TRECHO FORNECIDO:
= = = = = = =

O fotógrafo descreve seus trabalhos referentes à cultura de origem africana como tendo dois sentidos, um mais antropológico e etnológico e o outro que é puramente artístico, que ele tenta expressar, mas que é vinculado a uma região e a ela se prende. Querendo desatar-se disto declara sempre ter tido vontade de fazer uma coisa que não tivesse compromisso em representar um lugar, que fosse algo estético. Explica que ao ler “A Sociedade do Espetáculo”, de Guy Debord, e ver um filme que referencia com o livro, teve a ideia de trabalhar com oconceito do simulacro, do que é real e o irreal, onde as coisas parecem ser e não são, como é comum no nosso tempo.
 Viajando começou a fotografar os manequins nas vitrines da Europa, que são bem parecidos com as modelos de verdade, porque são feitos a partir das próprias modelos. Foi onde ele percebeu que podia brincar, provocando a curiosidade das pessoas, tentando fazer com que descobrissem entre as fotografias uma que fosse real, no meio de tantos outros irreais.

= = = = = = =

MATERIAL APRESENTADO:
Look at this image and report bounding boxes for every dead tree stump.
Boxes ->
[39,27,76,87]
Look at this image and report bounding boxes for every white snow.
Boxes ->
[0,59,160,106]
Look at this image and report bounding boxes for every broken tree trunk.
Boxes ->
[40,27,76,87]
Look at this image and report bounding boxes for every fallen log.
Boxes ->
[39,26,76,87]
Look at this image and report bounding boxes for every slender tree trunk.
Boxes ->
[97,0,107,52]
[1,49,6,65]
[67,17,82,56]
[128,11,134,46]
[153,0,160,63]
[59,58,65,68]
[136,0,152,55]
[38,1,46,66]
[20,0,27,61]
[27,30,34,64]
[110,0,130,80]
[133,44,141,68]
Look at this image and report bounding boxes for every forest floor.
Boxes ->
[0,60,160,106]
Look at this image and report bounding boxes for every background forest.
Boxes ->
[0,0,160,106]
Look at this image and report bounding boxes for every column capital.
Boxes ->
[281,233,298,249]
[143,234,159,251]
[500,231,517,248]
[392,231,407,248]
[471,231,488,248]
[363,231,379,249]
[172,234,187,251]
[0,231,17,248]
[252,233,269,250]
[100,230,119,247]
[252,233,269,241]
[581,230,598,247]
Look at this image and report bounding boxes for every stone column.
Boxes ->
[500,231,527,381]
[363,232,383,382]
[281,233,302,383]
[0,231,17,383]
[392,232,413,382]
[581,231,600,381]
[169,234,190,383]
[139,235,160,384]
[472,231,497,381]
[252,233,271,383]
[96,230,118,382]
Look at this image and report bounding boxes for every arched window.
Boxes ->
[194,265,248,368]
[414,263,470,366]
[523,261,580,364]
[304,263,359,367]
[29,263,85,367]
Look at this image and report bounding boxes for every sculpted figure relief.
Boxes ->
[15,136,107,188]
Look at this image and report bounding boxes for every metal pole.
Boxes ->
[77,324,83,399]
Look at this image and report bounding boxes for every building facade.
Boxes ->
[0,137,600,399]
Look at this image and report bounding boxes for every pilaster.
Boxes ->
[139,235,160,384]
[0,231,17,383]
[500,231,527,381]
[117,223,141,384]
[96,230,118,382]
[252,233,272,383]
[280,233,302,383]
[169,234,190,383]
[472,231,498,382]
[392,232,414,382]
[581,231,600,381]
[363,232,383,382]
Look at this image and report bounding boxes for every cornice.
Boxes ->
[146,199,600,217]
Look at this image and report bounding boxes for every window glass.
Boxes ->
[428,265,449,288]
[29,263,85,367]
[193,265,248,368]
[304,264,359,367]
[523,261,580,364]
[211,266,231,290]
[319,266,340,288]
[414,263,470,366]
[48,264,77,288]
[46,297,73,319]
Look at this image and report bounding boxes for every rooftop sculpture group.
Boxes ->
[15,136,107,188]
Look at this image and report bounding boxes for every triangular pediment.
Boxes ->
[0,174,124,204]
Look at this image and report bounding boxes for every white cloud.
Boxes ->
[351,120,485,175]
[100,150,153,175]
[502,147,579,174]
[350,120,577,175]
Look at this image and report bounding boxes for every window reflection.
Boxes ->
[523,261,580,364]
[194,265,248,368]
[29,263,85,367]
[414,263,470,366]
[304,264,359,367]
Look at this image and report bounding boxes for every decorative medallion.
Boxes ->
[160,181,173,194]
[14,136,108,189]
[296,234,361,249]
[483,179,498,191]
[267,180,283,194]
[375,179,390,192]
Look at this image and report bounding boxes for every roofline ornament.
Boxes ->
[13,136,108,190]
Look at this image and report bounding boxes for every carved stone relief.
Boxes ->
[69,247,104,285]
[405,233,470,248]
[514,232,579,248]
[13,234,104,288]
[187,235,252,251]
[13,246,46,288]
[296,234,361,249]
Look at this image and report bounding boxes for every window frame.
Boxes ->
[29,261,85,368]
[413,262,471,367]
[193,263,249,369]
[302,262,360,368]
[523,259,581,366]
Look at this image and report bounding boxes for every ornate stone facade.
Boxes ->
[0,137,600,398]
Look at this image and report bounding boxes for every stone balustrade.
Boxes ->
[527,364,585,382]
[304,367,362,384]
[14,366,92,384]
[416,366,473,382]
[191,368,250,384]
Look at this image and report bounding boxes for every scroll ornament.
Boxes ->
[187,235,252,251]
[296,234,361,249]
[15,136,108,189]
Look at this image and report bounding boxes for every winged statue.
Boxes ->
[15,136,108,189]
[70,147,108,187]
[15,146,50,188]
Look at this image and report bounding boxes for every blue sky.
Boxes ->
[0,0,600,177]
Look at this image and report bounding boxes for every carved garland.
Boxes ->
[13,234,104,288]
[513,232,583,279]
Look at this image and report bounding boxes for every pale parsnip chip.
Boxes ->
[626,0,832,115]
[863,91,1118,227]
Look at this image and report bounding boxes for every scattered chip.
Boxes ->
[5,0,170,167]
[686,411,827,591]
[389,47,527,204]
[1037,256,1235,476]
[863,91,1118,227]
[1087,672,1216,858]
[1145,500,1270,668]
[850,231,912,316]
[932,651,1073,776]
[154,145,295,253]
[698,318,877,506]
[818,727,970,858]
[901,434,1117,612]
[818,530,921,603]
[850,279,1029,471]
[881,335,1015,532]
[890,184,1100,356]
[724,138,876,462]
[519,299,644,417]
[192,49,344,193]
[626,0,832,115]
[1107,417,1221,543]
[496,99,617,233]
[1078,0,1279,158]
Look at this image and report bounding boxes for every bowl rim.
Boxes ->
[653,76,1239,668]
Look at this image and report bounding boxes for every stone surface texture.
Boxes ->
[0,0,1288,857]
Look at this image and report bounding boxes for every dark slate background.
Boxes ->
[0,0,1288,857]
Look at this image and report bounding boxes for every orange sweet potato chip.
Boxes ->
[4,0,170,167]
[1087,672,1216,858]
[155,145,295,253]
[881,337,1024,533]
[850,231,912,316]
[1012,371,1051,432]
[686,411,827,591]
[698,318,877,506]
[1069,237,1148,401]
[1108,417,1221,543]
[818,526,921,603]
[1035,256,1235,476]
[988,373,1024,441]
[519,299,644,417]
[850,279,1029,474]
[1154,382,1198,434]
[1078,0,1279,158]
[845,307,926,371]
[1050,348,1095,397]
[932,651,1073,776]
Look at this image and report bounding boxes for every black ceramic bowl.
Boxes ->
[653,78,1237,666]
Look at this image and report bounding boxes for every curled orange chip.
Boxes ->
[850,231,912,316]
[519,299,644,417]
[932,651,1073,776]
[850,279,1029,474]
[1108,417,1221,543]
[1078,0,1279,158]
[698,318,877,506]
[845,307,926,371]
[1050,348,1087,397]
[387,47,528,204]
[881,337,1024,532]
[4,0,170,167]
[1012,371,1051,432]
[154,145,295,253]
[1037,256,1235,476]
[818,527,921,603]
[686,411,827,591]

= = = = = = =

REQUISITOS DAS TAREFAS:
1/ No trecho sobre o fotógrafo, o que ele passou a fotografar nas vitrines da Europa durante suas viagens?
2/ Por favor, dê prosseguimento ao trecho sobre o fotógrafo, começando logo depois da última frase.

RESPOSTAS ESCRITAS:
1/ Os manequins expostos nas vitrines, muito parecidos com modelos de verdade.

2/
Provoca a reflexão das pessoas sobre o momento histórico contemporâneo, quando tudo é transitório, em que o importante não é a obra de arte em si, mas sim a ideia que obteve para realiza-la. 
“Então você vê, o cara prega trezentos martelos nessa parede, você olha e diz: eu também poderia fazer um negócio desses, mas tem uma expressão estética que é tão importante, não é o fazer, é a ideia que você teve para elaboração do trabalho. E tudo fica sendo muito transitório, e tudo é de qualquer lugar e não é de lugar nenhum. É um momento que nós estamos vivendo dessa transitoriedade estética, dessa transitoriedade do momento estético contemporâneo, que eu acho que tem haver com o mercado financeiro”, argumenta o fotógrafo. 
Archanjo lembra que desde o Renascimento até a Arte Moderna, se expressa a arte sempre reproduzindo o real, a natureza, elementos da natureza e pessoas, principalmente pessoas como elas de fato são. Não se tinha essa preocupação de colocar a arte como mercadoria limitada ao financeiro, havia um trabalho muito artesanal. Cita Caravaggio que teve um tempo imenso para pintar o manto da rainha Sophia. 
 Foi a Revolução Industrial que em menos de cem anos transformou a sociedade burguesa como em toda história da humanidade não se tinha feito. Foram criadas máquinas a vapor, estradas de ferro, aberta novas estradas. “Quer dizer, construiu-se e destruiu-se coisas belas muito rápido”. Ocorreram grandes descobertas, rios e mares foram poluídos, acabaram-se as florestas e também o romantismo,“foi pra ganhar dinheiro, mesmo, de uma maneira profissional.”.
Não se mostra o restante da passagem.